(Outline labeling records)
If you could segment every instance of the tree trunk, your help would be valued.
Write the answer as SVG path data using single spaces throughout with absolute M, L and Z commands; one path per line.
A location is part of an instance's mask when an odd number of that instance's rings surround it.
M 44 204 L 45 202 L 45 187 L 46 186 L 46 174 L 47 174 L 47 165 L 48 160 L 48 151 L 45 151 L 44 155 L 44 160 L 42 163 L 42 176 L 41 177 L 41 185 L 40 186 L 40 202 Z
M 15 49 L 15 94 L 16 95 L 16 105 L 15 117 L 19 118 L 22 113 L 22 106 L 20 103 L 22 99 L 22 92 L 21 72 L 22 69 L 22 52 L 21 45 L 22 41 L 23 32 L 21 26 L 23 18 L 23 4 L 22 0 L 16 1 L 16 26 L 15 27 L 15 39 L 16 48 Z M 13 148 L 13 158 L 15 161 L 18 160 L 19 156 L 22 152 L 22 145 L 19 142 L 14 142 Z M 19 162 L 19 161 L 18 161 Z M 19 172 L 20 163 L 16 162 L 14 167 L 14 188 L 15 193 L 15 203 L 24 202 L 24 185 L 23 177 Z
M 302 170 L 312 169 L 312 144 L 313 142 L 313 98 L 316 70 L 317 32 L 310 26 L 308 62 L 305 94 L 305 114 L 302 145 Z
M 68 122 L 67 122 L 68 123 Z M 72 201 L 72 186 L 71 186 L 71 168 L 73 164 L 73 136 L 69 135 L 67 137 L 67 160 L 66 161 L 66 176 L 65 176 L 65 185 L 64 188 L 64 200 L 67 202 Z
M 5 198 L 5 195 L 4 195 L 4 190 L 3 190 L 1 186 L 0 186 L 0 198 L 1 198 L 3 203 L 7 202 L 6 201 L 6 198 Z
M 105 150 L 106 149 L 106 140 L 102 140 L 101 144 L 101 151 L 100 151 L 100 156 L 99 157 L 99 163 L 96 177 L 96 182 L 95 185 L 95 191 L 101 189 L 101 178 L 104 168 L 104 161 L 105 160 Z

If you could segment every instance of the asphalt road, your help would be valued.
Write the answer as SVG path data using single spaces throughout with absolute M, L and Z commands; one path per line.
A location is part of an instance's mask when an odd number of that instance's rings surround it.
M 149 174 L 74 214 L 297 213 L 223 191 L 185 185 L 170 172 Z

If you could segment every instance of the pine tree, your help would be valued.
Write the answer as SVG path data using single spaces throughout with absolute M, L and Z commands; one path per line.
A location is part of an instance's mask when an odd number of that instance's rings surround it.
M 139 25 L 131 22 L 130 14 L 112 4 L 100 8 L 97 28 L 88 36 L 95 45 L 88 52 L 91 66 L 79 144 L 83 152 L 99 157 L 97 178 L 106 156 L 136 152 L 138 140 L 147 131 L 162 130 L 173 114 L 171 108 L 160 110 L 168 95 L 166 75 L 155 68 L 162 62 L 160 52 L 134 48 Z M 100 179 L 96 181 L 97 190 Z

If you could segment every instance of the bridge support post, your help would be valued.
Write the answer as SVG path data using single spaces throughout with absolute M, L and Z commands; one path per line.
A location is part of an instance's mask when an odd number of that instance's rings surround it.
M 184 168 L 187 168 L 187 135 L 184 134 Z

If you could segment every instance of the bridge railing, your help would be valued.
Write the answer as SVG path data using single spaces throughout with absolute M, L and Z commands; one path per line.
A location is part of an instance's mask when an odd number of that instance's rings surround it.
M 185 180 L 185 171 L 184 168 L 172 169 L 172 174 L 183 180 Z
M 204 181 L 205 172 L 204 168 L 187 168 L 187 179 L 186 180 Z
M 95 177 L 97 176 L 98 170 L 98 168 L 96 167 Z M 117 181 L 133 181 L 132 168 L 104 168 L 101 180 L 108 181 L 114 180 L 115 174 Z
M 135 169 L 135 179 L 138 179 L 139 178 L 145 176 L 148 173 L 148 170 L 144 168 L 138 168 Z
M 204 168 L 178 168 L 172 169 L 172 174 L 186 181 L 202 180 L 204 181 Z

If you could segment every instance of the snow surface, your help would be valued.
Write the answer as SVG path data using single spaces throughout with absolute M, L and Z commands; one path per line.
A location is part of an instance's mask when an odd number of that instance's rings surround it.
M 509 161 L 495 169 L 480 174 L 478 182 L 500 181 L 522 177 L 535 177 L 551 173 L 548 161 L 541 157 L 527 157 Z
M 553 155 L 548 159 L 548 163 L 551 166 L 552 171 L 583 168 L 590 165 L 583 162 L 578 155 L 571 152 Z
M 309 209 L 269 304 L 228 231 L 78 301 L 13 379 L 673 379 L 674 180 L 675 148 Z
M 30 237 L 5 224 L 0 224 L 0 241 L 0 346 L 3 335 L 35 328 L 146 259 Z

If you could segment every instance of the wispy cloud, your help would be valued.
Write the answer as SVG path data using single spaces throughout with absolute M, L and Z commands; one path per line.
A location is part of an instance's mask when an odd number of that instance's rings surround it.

■ WHAT IS EXPECTED
Copy out, word for word, the lines running from the line that contains "If you could segment every instance of the bridge support" through the line that contains "M 184 168 L 187 168 L 187 135 L 184 134 Z", including both of those lines.

■ COMPLETE ANSWER
If you could segment every instance of the bridge support post, your help would be valued.
Write the answer as SVG path data using single spaces throughout with absolute M, L and Z commands; one path per line.
A location is part of an instance's mask when an odd number of that instance's rings surround it.
M 184 168 L 187 168 L 187 135 L 184 134 Z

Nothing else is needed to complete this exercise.